╭─ DOCUMENT EXCERPT

UMe/Mercury and Anthem Records continue the comprehensive RUSH 40th anniversary album series with a new edition: the band’s decade-defining 1982 release, ”Signals”, an album that signified how the band was in no way detached and subdivided from the ever-shifting 1980s musical landscape.
Featured at plotn08 in a world-wide exclusive premiere, ‘Signals 40th Anniversary” will be available to fans in different configurations, remastered, and with new artwork by original album designer Hugh Syme.
Rush’s ninth studio album was originally released in September 1982, and its technology-embracing riffs and rhythms, continued the forward-thinking trajectory of the acclaimed Canadian trio as it continued to chart the demands of a new decade.
The album’s eight songs built upon Rush’s penchant for adapting to the flow of the times without compromising its flair for melding long-established progressive roots with radio-friendly song arrangements. ”Signals”, co-produced by Rush with longtime band confidant Terry Brown and engineered by Paul Northfield, was the third of numerous Rush recording sessions held at Le Studio in Morin-Heights, Quebec.
The band’s synergistic recording process at Le Studio had been well-established during sessions for the aforementioned Moving Pictures, as well as the sessions for that album’s predecessor, January 1980’s Permanent Waves.
“Subdivisions,” the generation-defining lead-off track on the albums, succinctly captures the angst of the perennial restless dreams of youth, and this synth-driven song subsequently became one of Rush’s most celebrated FM favorites as well as a cherished concert staple for many years to come.
Next, the band shifts gears and leans back into the wide-eyed yearnings of “The Analog Kid,” a propulsive track that also reached No. 19 on the Mainstream Rock chart. Meanwhile, the quest for emotional interactivity reaches a combustive head in the connective musical tissue of “Chemistry.” Then there’s the fast-forward thinking of “Digital Man,” presaging our eventual reliance on the 0s and 1s that now permeate our daily lives.

╰─
╭─ DATA

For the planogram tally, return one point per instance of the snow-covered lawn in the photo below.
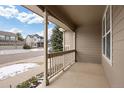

╰─

- _GOALS_:
a. Please answer these questions using the Signals anniversary article, giving each answer on its own line with the matching mark:
(i) Who designed the new artwork for the anniversary edition?
(ii) Where were the Signals recording sessions held?
(iii) What position did "The Analog Kid" reach on the Mainstream Rock chart?
b. Write the next part of the Signals anniversary article, starting after its sentence about "Digital Man."

- _RESULTS_:
a.
(i) Hugh Syme, the original album designer
(ii) Le Studio in Morin-Heights, Quebec
(iii) No. 19

b.
The angular thrust of “The Weapon” (subtitled as being “Part II of Fear”), is a rumination on personal apprehension and doubt that also serves as a modernized offshoot of the mob-mentality prejudices of “Witch Hunt” (a.k.a. “Part III of Fear”) from Moving Pictures.
“The Weapon” also became another Rush concert favorite featuring a videoscreen-projected introduction courtesy of Count Floyd, one of Joe Flaherty’s many notable characters from SCTV. The kinetic, reggae-tinged lilt of “New World Man” peaked at No. 21 on the Billboard Hot 100 singles chart, Rush’s singular Top 40 hit in the United States.
The truly beautiful “Losing It,” a starkly honest assessment of knowing when the optimal-performance curtain is coming down and how to gracefully deal with its consequences (or not), features poignant electric violin accompaniment from guest performer Ben Mink.
“Losing It” was never played onstage until Rush’s final R40 Live Tour in 2015, with Mink reprising his role at the tour’s stop in Toronto and Jonathan Dinklage of the Clockwork Angels Ensemble playing on it when the song was performed in the States.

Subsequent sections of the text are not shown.